### [About this exercise]
Copy each line below exactly and leave the pictures out.

### [The records]

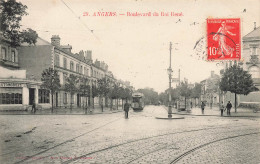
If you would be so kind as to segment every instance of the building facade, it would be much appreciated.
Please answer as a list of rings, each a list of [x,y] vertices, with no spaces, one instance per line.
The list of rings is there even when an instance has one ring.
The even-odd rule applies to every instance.
[[[254,85],[260,89],[260,27],[254,27],[254,30],[242,38],[243,53],[240,62],[226,62],[225,68],[239,64],[244,70],[251,74]],[[231,101],[235,103],[235,95],[227,92],[223,98],[224,102]],[[241,107],[260,107],[260,91],[254,91],[248,95],[237,95],[237,105]]]
[[[0,50],[0,110],[26,110],[34,101],[38,103],[41,82],[20,69],[19,53],[2,33]]]

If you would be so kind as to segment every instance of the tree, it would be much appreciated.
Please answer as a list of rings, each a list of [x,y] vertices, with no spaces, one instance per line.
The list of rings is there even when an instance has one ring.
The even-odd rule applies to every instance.
[[[235,112],[237,112],[237,94],[248,95],[250,92],[258,90],[254,86],[251,75],[237,65],[224,71],[219,87],[224,92],[230,91],[235,94]]]
[[[187,82],[181,82],[181,85],[177,87],[179,89],[180,96],[184,97],[185,109],[186,109],[186,99],[191,95],[191,89],[188,87]]]
[[[137,92],[144,94],[145,104],[158,104],[159,97],[158,93],[153,90],[153,88],[138,89]]]
[[[107,79],[107,78],[98,79],[97,84],[98,84],[98,88],[97,88],[98,95],[101,97],[102,100],[103,100],[103,97],[107,98],[107,95],[110,91],[109,79]],[[103,112],[103,101],[102,101],[102,104],[100,104],[100,105],[101,105],[102,112]],[[106,103],[106,106],[107,106],[107,103]]]
[[[51,91],[51,111],[53,112],[53,95],[60,88],[60,79],[58,72],[52,68],[45,69],[42,72],[42,88],[48,89]]]
[[[195,106],[196,106],[196,98],[199,99],[201,96],[201,84],[195,83],[195,86],[191,90],[191,97],[195,99]]]
[[[89,79],[86,77],[82,77],[80,78],[80,86],[79,86],[79,91],[81,96],[85,96],[86,97],[86,109],[87,109],[87,97],[90,96],[89,92],[90,92],[90,86],[89,86]],[[83,104],[83,108],[84,108],[84,104]],[[85,113],[87,112],[87,110],[85,111]]]
[[[11,46],[17,47],[26,42],[35,44],[38,38],[36,31],[28,28],[20,31],[22,17],[28,15],[27,6],[16,0],[0,1],[0,30],[6,39],[11,41]]]
[[[79,83],[79,78],[73,74],[70,74],[66,78],[65,91],[70,93],[70,110],[72,110],[72,99],[73,95],[78,92],[77,84]]]

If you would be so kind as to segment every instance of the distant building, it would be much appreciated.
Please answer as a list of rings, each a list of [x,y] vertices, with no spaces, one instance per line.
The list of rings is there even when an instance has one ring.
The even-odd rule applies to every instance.
[[[201,81],[201,98],[207,105],[218,105],[219,103],[219,80],[220,76],[211,71],[210,77]]]

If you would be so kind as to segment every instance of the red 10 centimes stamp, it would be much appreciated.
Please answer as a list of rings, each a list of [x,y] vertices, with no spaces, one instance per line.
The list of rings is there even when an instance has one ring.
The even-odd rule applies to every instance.
[[[240,18],[207,19],[208,60],[240,60]]]

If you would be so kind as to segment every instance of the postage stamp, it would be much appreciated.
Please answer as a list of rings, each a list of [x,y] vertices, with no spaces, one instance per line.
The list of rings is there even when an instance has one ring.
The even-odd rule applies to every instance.
[[[207,19],[207,59],[240,60],[240,18]]]

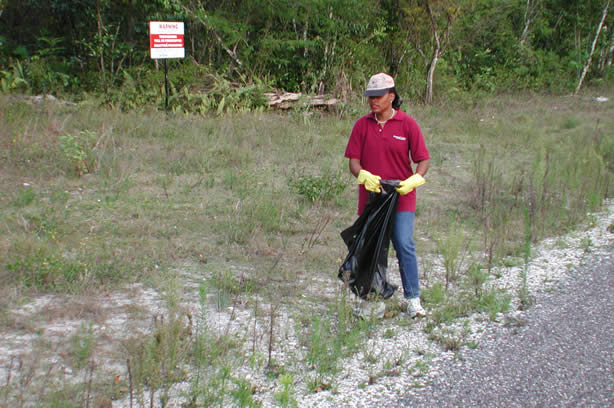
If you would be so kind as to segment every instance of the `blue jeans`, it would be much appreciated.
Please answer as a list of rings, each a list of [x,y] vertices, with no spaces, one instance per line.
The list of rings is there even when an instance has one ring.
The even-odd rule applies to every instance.
[[[420,296],[418,280],[418,260],[414,245],[414,212],[399,211],[394,217],[392,229],[392,245],[399,260],[399,271],[405,298]]]

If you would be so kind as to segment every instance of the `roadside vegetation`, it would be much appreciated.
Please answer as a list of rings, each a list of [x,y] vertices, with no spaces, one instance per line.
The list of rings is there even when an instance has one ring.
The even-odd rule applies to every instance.
[[[526,265],[533,244],[590,222],[612,196],[614,102],[595,101],[597,92],[611,95],[403,106],[432,156],[416,238],[431,310],[424,330],[443,349],[477,346],[449,326],[456,319],[529,307],[523,287],[489,285],[497,266]],[[28,355],[3,360],[0,406],[33,396],[41,406],[165,406],[180,382],[186,406],[260,406],[247,369],[290,407],[301,393],[334,390],[343,358],[377,360],[365,347],[384,323],[357,319],[336,279],[339,232],[355,218],[343,151],[364,111],[357,100],[330,112],[165,115],[2,96],[0,326],[34,340]],[[109,350],[100,336],[109,316],[87,299],[129,301],[133,285],[159,293],[162,312],[131,305],[144,328]],[[67,306],[27,321],[14,313],[41,296]],[[213,327],[220,313],[228,320]],[[78,327],[54,346],[70,367],[64,381],[49,375],[58,363],[40,327],[69,318]],[[395,302],[384,321],[394,322],[386,336],[415,329]],[[288,338],[296,354],[284,360]],[[387,362],[370,381],[419,375],[428,359]]]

### [Output below]
If you would be so kind as to segment every instance of the building facade, it would be much appreciated.
Please answer as a list of rings, each a list of [x,y] vertices, with no spaces, one instance per line.
The list of rings is there even when an instance has one ring.
The even-odd rule applies to every instance.
[[[254,85],[260,89],[260,27],[254,27],[254,30],[242,38],[243,53],[240,62],[226,62],[225,68],[239,64],[244,70],[251,74]],[[231,101],[235,103],[235,95],[227,92],[223,98],[224,102]],[[241,107],[260,107],[260,91],[254,91],[248,95],[237,95],[237,105]]]
[[[0,50],[0,110],[26,110],[34,101],[38,103],[41,82],[20,69],[19,53],[2,33]]]

If you would be so kind as to segment every instance of the tree, it would be much appreciated.
Please answer as a list of rings, each a list of [x,y] vertices, with no spaces, one instance per line.
The list of rings is there even when an instance has one ring.
The even-odd rule applies to every instance.
[[[235,112],[237,112],[237,94],[248,95],[250,92],[258,90],[254,86],[251,75],[237,65],[224,71],[219,87],[224,92],[230,91],[235,94]]]
[[[187,82],[181,82],[181,85],[177,87],[179,89],[180,96],[184,97],[185,109],[186,109],[186,99],[191,95],[191,89],[188,87]]]
[[[137,92],[144,94],[145,104],[158,104],[159,97],[158,93],[153,90],[153,88],[138,89]]]
[[[107,79],[107,78],[98,79],[97,84],[98,84],[98,88],[97,88],[98,95],[101,97],[102,100],[103,100],[103,97],[107,98],[107,95],[110,91],[109,79]],[[103,112],[103,101],[102,101],[102,104],[100,104],[100,105],[101,105],[102,112]],[[106,103],[106,106],[107,106],[107,103]]]
[[[51,91],[51,111],[53,112],[53,95],[60,88],[60,79],[58,72],[52,68],[45,69],[42,72],[42,88],[48,89]]]
[[[195,106],[196,106],[196,98],[199,99],[201,96],[201,84],[195,83],[195,86],[191,90],[191,97],[195,99]]]
[[[89,79],[86,77],[82,77],[80,78],[80,86],[79,86],[79,91],[81,96],[85,96],[86,97],[86,109],[87,109],[87,97],[90,96],[89,92],[90,92],[90,86],[89,86]],[[83,104],[83,108],[84,108],[84,104]],[[85,113],[87,112],[87,110],[85,111]]]
[[[11,46],[17,47],[26,42],[35,44],[38,38],[36,31],[28,28],[20,31],[22,17],[28,15],[27,6],[16,0],[0,1],[0,30],[6,39],[11,41]]]
[[[79,83],[79,78],[73,74],[70,74],[66,78],[65,91],[70,93],[70,110],[72,110],[72,99],[73,95],[78,92],[77,84]]]

If you would be so kind as to segment every instance of the distant building, it would be much appreciated.
Please answer as a list of rings, each a list of [x,y] vertices, with no spaces, one instance per line.
The list of rings is there even when an instance has one ring.
The even-odd rule applies to every instance.
[[[201,81],[201,98],[207,105],[218,105],[219,103],[219,80],[220,76],[211,71],[210,77]]]

If you would be so kind as to segment every instance of the red 10 centimes stamp, it would be much appreciated.
Please answer as a list of rings, each a list of [x,y] vertices, with no spaces, one instance per line.
The list of rings is there even when an instance has one ring.
The even-odd rule applies to every instance.
[[[240,18],[207,19],[208,60],[240,60]]]

If you would be so kind as to segment every instance of the postage stamp, it would be much appreciated.
Please answer as a list of rings, each a list of [x,y] vertices, with no spaces, one instance per line.
The list of rings is there even when an instance has one ring.
The even-odd rule applies to every instance.
[[[207,19],[207,59],[240,60],[240,18]]]

If you would be so kind as to segment every instance of the `blue jeans`, it would be much appreciated.
Please answer as a list of rings, each a list of [x,y] vertices, with no spaces, one instance per line.
The list of rings is there even when an instance has one ring.
The even-odd rule applies to every instance.
[[[420,296],[418,280],[418,260],[414,245],[414,212],[399,211],[394,217],[392,229],[392,245],[399,260],[399,271],[405,298]]]

If you would be so kind as to segment every instance of the `roadside vegetation`, it would be much appreciated.
Please answer as a list of rings, each a list of [x,y] vertices, with no spaces, one instance per line.
The list of rings is there even when an instance has one ring.
The even-odd rule applies to every instance.
[[[526,265],[533,244],[590,222],[612,196],[614,102],[595,101],[597,92],[611,95],[403,106],[432,156],[416,238],[431,310],[424,330],[443,349],[477,346],[449,326],[456,319],[529,307],[523,287],[489,285],[497,266]],[[28,355],[3,360],[0,406],[33,396],[41,406],[165,406],[180,382],[186,406],[260,406],[247,369],[290,407],[301,393],[334,390],[343,358],[377,360],[365,347],[384,323],[357,319],[336,279],[339,232],[355,218],[343,151],[364,111],[357,100],[330,112],[165,115],[2,96],[0,326],[34,340]],[[109,350],[100,336],[109,316],[87,299],[129,301],[133,285],[159,293],[162,312],[131,305],[144,328]],[[67,306],[27,321],[14,313],[41,296]],[[213,327],[220,313],[228,320]],[[78,327],[54,346],[70,367],[64,381],[49,375],[58,363],[40,327],[69,318]],[[395,302],[384,321],[394,322],[386,336],[415,329]],[[288,338],[296,354],[284,360]],[[387,362],[370,381],[419,375],[428,359]]]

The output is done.